_PASSAGE SHOWN:_

********************

No benefit apart from Cashback.
The only other benefit is for ease of access to Crypto through the app but as you rightly said it is volatile.


----------



## Ualtar (4 Feb 2021)

Cavanbhoy said:


> Hi did you go ahead with the card.



Yes, I did. I applied the ruby one (2% cashback). I do not like crypto coin and keep some money frozen for 6 months makes me very uncomfortable.
After that, I found out Binance is doing the same. Their 3% cashback card is more "expensive" but the money is frozen only for one month. I would have taken that one if I hadn't already applied for Crypto.com card.


----------



## Super critical (10 Feb 2021)

Cavanbhoy said:


> No benefit apart from Cashback.
> The only other benefit is for ease of access to Crypto through the app but as you rightly said it is volatile.



I think a certain cohort who don't like keeping the rules would possibly see it as a way to keep their crypto gains off revenues radar also. Spending directly from the crypto exchange would mean no gains showing in bank accounts to be questioned for tax purposes.


----------



## tecate (10 Feb 2021)

********************

_OBJECTIVE 1:_ Could you switch "instance" to "occurrence" in the rows from the line with "the rose petal." up to and including the last line of the rows, and give back only those lines with nothing else changed?
The rows below have no connection to the forum thread.

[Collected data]

********************

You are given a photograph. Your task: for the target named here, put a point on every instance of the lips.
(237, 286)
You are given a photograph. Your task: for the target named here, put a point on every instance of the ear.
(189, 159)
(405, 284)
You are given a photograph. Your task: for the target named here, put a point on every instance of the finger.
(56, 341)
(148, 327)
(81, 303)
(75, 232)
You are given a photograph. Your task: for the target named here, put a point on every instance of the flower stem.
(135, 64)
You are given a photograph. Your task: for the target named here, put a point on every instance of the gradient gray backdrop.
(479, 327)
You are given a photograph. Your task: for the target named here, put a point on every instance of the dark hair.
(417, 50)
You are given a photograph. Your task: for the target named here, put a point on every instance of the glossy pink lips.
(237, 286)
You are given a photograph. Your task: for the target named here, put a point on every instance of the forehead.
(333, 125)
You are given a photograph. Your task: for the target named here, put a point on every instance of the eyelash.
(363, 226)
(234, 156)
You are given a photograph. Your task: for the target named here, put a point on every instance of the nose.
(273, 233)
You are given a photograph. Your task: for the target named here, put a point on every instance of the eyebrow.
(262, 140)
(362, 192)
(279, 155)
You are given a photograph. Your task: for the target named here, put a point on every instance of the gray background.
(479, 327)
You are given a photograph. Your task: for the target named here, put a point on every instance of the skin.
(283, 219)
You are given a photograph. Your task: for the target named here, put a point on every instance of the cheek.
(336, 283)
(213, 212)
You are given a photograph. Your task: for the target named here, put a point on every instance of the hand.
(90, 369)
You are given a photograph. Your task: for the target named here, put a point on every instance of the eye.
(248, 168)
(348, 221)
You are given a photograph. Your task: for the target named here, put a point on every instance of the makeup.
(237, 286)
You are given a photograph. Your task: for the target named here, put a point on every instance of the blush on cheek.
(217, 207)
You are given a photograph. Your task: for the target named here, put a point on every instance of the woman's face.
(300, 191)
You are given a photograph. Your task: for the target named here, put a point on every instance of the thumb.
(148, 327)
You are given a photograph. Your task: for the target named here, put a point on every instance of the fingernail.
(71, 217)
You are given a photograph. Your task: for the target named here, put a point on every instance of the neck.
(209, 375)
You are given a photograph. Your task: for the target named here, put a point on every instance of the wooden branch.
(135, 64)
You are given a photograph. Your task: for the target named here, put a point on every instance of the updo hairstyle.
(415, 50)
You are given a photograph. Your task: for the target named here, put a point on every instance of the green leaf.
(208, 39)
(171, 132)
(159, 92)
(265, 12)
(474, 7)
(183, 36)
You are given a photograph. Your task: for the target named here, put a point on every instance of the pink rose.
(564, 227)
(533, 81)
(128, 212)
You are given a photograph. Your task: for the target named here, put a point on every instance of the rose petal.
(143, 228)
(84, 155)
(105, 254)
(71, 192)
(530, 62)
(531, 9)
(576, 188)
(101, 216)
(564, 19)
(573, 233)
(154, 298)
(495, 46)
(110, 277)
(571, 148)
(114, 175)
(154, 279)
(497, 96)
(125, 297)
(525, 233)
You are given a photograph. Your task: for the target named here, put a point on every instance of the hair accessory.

********************

_OBJECTIVE 2:_ Can you restate the forum thread word for word, from "## Super critical" up to and including "for tax purposes."?

_WRITTEN REPLY 1:_
You are given a photograph. Your task: for the target named here, put a point on every occurrence of the rose petal.
(143, 228)
(84, 155)
(105, 254)
(71, 192)
(530, 62)
(531, 9)
(576, 188)
(101, 216)
(564, 19)
(573, 233)
(154, 298)
(495, 46)
(110, 277)
(571, 148)
(114, 175)
(154, 279)
(497, 96)
(125, 297)
(525, 233)
You are given a photograph. Your task: for the target named here, put a point on every occurrence of the hair accessory.

_WRITTEN REPLY 2:_
## Super critical (10 Feb 2021)

Cavanbhoy said:


> No benefit apart from Cashback.
> The only other benefit is for ease of access to Crypto through the app but as you rightly said it is volatile.



I think a certain cohort who don't like keeping the rules would possibly see it as a way to keep their crypto gains off revenues radar also. Spending directly from the crypto exchange would mean no gains showing in bank accounts to be questioned for tax purposes.